Gli studi lo confermano: i cambiamenti climatici creano situazioni ideali per la nascita di nuovi virus
C’è chi sostiene che siamo in ritardo di almeno 15 anni.
E chi ha già coniato il nome di una nuova era caratterizzata dalle pandemie.
C’è da una parte chi vorrebbe credere che con il coronavirus il capitolo si chiuda. E ci sono i ricercatori dall’altra, sempre più propensi a ritenere che le conseguenze dei cambiamenti climatici comporteranno l’insorgenza di nuove patologie.
E’ per questo che Ed Yong, vincitore del premio Pulitzer per le sue pubblicazioni sul Sars-CoV-2, ha definito l’era che stiamo vivendo Pandemicene.
La sezione dell’Onu che si occupa di biodiversità e di ecosistemi (Ipbes), sulla base dell’analisi di ben 600 studi pubblicati d’altra parte ha avvallato che l’aumento delle temperature, l’alterazione del grado di umidità, la siccità, gli uragani e le alluvioni, creeranno le condizioni per il diffondersi di nuovi virus.
L’ultima ricerca scientifica pubblicata, “Climate change increases cross-species viral transmission risk”, lo conferma: i cambiamenti climatici stanno facendo emigrare 3000 specie di mammiferi verso luoghi meno caldi, spesso abitati dall’uomo.
D’altra parte lo vediamo nelle nostre città, dove diventano sempre meno rari gli avvistamenti di animali inconsueti.

★ ★ ★ ★

CONSEGNA A: Secondo il brano sui cambiamenti climatici e i nuovi virus, quante specie di mammiferi stanno emigrando verso luoghi meno caldi?
CONSEGNA B: Per favore, prosegui il brano sui cambiamenti climatici e i nuovi virus partendo dopo la sua ultima frase.
Le voci salvate non servono per svolgere l'esercizio.

Voci salvate:
★ ★ ★ ★

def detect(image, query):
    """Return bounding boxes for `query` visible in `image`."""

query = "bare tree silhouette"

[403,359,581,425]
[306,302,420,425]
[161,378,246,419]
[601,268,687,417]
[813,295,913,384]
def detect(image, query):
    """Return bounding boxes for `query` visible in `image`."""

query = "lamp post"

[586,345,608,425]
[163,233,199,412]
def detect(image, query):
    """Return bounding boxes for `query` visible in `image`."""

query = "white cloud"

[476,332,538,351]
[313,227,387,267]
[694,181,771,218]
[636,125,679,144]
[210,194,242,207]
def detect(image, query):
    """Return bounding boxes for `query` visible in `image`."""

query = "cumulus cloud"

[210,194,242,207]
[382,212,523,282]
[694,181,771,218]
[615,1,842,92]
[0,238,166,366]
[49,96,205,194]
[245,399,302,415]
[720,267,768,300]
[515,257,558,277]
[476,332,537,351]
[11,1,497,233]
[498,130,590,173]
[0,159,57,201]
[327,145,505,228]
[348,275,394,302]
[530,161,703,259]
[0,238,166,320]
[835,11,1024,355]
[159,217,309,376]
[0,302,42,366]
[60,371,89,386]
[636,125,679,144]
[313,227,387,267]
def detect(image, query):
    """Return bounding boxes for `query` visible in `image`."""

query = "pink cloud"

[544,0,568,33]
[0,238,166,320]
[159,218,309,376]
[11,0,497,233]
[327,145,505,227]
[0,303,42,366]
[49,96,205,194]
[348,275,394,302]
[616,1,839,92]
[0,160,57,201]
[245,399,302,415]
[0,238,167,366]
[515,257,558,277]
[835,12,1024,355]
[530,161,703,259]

★ ★ ★ ★

RISPOSTA A: 3000 specie di mammiferi.

RISPOSTA B:
Secondo gli autori dello studio, Gregory Albery e Colin Carlson, biologi dell’Università di Georgetown, a un eventuale aumento della temperatura globale di 2 gradi, nei prossimi 50 anni corrisponderà l’affermarsi di almeno 15 mila nuovi virus.
Non tutti saranno trasmissibili all’uomo ma molti potranno essere pericolosi.
Già oggi si ritiene che alcune nuove patologie respiratorie siano collegate a uccelli e pipistrelli non autoctoni. E già sappiamo, come ha riportato nel 2020 il Financial Times, che attualmente già circolano“circa 1,6 milioni di virus nei mammiferi e negli uccelli, di cui circa 700mila potrebbero avere il potenziale per infettare gli esseri umani. Ma di questi, solo circa 250 sono già entrati in contatto con noi. Gli altri ancora no”.
Il salto dei virus tra specie diverse non è una novità e, sottolinea Carlson nello studio, “dobbiamo prepararci all’idea che le pandemie saranno sempre più frequenti”.